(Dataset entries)
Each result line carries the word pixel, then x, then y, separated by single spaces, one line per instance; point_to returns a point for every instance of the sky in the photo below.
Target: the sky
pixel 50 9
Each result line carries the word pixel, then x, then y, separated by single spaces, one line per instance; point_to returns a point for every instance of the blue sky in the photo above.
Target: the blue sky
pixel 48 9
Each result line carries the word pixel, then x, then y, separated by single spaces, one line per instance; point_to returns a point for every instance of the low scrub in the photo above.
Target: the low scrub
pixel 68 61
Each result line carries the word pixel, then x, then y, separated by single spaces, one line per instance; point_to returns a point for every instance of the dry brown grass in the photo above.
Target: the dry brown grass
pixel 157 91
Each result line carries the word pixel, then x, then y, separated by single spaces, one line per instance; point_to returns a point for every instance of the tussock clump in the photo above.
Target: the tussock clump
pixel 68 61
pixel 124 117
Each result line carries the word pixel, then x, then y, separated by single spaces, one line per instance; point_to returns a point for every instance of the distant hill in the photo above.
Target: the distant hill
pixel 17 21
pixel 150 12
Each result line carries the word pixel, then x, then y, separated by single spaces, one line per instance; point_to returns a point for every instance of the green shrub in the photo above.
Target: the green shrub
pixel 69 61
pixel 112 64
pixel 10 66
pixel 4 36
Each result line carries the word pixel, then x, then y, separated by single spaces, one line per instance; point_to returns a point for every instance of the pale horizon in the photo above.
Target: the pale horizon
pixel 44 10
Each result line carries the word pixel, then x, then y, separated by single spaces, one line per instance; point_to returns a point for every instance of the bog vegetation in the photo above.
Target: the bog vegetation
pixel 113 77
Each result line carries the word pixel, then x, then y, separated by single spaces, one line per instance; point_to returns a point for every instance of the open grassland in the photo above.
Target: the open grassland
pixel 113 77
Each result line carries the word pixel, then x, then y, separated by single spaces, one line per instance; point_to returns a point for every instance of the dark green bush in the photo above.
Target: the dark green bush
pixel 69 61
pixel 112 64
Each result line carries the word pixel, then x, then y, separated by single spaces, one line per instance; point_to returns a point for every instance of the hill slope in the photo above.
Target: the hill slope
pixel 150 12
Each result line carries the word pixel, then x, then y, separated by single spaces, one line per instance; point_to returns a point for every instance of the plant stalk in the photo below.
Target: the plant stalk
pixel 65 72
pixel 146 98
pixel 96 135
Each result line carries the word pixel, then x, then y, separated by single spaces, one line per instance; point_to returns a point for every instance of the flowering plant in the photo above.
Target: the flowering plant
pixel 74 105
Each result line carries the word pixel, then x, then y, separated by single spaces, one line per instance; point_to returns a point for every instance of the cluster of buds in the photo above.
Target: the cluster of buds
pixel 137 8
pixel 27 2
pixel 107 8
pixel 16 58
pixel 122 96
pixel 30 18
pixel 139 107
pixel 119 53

==

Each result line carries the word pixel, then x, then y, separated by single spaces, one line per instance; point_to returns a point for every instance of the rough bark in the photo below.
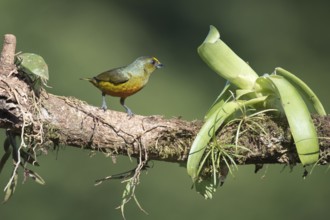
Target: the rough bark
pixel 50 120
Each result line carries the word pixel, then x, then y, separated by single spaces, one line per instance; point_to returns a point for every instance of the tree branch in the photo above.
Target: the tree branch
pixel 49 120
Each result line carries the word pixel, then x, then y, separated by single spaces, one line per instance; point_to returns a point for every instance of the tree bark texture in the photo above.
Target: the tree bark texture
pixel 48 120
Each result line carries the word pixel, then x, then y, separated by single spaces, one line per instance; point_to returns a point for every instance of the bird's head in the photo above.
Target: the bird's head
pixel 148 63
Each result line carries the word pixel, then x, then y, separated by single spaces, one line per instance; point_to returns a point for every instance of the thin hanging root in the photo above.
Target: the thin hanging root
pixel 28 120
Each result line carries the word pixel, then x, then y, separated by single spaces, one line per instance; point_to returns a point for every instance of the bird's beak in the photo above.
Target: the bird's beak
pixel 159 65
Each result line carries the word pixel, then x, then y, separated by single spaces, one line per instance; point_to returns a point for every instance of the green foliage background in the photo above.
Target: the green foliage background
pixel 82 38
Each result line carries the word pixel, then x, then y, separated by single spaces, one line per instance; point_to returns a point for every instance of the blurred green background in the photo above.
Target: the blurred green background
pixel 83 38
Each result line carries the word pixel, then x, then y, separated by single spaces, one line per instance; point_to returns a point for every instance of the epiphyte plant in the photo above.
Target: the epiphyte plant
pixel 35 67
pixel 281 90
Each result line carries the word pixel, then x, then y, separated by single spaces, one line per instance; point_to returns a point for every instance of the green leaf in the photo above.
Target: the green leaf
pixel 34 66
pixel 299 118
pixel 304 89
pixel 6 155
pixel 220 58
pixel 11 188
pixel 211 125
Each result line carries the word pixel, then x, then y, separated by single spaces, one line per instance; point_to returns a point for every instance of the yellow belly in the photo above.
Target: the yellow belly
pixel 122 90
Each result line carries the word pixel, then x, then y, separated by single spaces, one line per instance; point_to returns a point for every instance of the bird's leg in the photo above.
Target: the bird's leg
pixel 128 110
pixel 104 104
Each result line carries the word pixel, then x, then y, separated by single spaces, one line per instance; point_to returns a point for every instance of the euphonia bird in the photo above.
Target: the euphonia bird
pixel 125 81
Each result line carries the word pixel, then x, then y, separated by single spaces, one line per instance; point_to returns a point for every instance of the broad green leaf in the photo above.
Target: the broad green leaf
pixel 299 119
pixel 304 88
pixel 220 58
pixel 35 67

= ABOUT THIS TASK =
Wherever a line above contains "below", copy that line.

= YOUR RESPONSE =
Each result line carries the word pixel, then x, then y, separated by single spaces, one line per instance; point_to returns a point for every instance of the sky in the photo below.
Each result line carries the word pixel, then x, then y, separated by single spaces, one line per instance; point_to returns a point for every instance of the plant stalk in the photo below.
Each result line carries the word pixel, then x, then y, separated by single spaces, one line per instance; point_to returns a point for every instance of the rough bark in the photo below.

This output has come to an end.